__WRITTEN PROBLEM__: Count the lines in the rows below that contain the string "reminder", with case counting, and reply with the number alone.

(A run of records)
┄┄┄┄┄┄

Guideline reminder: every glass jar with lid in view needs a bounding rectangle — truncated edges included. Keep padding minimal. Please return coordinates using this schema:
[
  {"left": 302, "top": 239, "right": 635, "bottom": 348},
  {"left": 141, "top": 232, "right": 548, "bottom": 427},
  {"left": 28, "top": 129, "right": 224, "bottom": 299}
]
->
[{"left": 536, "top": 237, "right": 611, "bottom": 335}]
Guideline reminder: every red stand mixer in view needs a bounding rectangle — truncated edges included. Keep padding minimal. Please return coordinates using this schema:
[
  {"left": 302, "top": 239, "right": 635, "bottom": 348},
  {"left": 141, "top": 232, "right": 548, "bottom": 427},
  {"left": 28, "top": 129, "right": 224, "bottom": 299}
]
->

┄┄┄┄┄┄

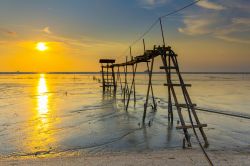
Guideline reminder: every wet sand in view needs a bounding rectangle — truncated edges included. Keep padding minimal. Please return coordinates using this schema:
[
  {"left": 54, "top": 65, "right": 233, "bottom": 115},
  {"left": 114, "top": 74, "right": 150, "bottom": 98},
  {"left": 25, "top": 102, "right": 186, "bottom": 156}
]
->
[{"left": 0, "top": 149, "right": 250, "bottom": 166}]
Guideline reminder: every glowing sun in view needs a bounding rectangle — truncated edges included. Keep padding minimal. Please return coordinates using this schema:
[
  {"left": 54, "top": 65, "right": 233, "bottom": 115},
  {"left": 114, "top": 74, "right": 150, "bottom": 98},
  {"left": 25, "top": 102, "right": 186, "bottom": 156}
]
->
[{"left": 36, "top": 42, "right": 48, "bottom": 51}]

┄┄┄┄┄┄

__RESPONSE__: 4